Page excerpt:
= Beginning of Section =

BEST Module 8: Giving Lectures
Bringing Education & Service Together (BEST) is an interdisciplinary service learning project for resident physicians.
- Faculty Guide - Module 8 - Giving Lectures
- Handouts - Module 8 - Giving Lectures
- Lesson Plan - Module 8 - Giving Lectures
- Slides - Module 8 - Giving Lectures
By the end of this module, residents will be able to:
- Deliver interactive mini-lectures.
- Explain the LECTURE approach to giving lectures.
- Employ effective lecture techniques.
The “LECTURE” Approach to Giving Interactive Presentations
- In any teaching situation, it is important to clarify the goals of the session: the learners’ goals, then your goals.
- For lectures, teachers explain goals in the form of behavioral learning objectives: the specific behaviors we expect attendees to be able to do after participating in the session.
- Example: “After participating in this session, students will be able to describe one treatment strategy for acute low back strain.”
- Clarify why the audience needs to hear about this topic.
As always, teach through questioning: in this case, by taking time early in the session to evaluate your attendees’ prior experience and knowledge base for the topic you’ll be discussing.
If they just had a lecture last week on the same topic, you can adjust your talk to fill in gaps in their knowledge rather than repeating what they already know.
What are the attendees’ own learning goals for this session? Establish a positive learning climate by giving attendees permission to reveal their limitations and learning needs.
Control of session
As the teacher and leader, you control the teaching session, so don’t hesitate to take charge and make adjustments. How can you best organize the session to achieve your learning objectives?
- Before the talk, spend some time organizing your material.
- Well-designed audiovisual materials (projected images, handouts, writing on board) are an evidence-based means of enhancing learning.
- Don’t forget that audiovisuals must be legible in order to be effective.
- Pace your talk within the time you have. You don’t need to “cover” all material.
During your talk, certain techniques will enhance your presentation:
- Make your talk personal: use humor if it comes naturally to you, or include a brief story.
- Speak in your natural conversational style, rather than reading a “canned” script (which causes somnolence).
- Move around and gesture in whatever way feels right, as long as you avoid letting anxiety cause you to pace or use repetitive gestures.
- Avoid apologizing as you speak.

= End of Section =

Given records:
= Beginning of Section =

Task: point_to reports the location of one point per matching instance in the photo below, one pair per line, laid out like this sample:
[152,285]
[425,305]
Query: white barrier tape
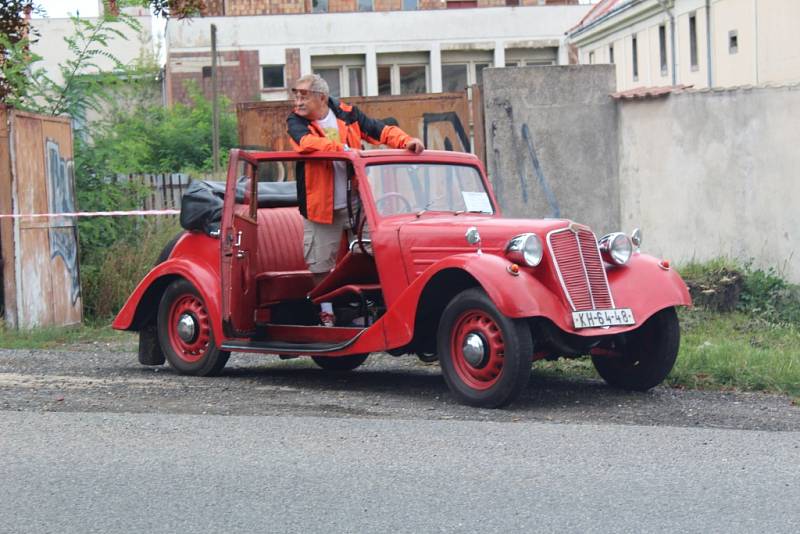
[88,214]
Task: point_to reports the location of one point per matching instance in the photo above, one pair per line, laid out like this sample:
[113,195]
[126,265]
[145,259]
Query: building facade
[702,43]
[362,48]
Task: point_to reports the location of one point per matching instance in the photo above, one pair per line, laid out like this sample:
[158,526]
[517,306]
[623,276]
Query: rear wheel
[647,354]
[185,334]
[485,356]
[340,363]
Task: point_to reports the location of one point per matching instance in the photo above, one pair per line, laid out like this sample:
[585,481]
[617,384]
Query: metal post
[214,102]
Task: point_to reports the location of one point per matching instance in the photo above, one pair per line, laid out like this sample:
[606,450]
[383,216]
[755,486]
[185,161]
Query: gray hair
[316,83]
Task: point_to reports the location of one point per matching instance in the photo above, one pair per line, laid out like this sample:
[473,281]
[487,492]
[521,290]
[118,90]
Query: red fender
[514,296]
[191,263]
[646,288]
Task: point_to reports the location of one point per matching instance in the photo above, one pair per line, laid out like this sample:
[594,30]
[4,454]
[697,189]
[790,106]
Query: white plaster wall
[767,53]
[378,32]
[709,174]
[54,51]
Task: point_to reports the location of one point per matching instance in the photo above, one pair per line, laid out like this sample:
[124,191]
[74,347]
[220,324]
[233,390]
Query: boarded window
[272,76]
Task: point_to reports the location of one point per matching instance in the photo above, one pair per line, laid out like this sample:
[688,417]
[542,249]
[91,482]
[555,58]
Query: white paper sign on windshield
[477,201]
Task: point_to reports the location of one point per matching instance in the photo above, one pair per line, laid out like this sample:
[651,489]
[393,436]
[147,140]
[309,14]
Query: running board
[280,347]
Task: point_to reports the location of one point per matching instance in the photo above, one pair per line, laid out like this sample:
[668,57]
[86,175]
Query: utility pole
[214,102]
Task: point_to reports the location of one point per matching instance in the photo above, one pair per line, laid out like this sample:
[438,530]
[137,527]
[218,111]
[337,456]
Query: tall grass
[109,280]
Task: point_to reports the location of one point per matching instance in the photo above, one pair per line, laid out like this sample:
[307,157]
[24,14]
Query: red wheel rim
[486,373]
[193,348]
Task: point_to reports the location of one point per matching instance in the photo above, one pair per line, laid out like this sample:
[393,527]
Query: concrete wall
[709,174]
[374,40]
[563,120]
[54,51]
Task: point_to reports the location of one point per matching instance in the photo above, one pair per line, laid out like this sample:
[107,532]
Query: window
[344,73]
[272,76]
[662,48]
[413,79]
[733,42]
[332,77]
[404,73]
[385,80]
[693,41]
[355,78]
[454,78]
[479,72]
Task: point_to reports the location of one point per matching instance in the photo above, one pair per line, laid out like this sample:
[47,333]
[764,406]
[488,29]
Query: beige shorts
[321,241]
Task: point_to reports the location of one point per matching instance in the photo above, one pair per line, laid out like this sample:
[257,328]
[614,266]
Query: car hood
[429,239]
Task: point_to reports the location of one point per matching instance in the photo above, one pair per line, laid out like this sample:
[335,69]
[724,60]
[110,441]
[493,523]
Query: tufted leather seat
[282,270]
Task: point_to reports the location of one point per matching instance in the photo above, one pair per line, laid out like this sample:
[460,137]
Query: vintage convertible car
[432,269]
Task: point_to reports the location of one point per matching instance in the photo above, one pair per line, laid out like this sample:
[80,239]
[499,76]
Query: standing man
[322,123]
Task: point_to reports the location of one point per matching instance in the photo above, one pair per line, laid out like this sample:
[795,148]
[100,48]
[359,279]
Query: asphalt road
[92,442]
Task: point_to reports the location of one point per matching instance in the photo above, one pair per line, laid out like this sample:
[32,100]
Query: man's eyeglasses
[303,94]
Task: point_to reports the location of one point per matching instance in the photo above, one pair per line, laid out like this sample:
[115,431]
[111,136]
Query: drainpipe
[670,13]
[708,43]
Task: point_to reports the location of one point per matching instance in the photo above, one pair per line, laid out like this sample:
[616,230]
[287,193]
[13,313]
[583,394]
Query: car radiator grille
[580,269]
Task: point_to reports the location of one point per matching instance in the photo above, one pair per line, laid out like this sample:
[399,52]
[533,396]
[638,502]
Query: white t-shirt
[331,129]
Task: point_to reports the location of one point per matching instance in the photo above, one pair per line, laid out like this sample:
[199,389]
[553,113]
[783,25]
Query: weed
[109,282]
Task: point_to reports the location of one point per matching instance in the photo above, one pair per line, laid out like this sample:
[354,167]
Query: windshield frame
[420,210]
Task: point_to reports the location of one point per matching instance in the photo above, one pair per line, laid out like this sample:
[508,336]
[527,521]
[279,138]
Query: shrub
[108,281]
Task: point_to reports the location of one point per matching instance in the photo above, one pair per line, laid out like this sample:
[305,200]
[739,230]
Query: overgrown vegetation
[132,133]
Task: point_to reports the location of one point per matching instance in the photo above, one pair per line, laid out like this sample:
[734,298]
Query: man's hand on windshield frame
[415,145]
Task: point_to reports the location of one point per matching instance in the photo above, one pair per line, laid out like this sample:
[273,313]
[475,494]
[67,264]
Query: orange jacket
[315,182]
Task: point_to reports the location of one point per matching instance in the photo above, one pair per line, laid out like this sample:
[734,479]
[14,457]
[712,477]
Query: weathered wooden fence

= End of Section =

What you will do:
a: In the Giving Lectures module page, what kind of project is Bringing Education & Service Together (BEST) described as?
b: Write out again everything in the Giving Lectures module page from "What are the" down to "and learning needs.".

Task solutions:
a: An interdisciplinary service learning project for resident physicians.

b:
What are the attendees’ own learning goals for this session? Establish a positive learning climate by giving attendees permission to reveal their limitations and learning needs.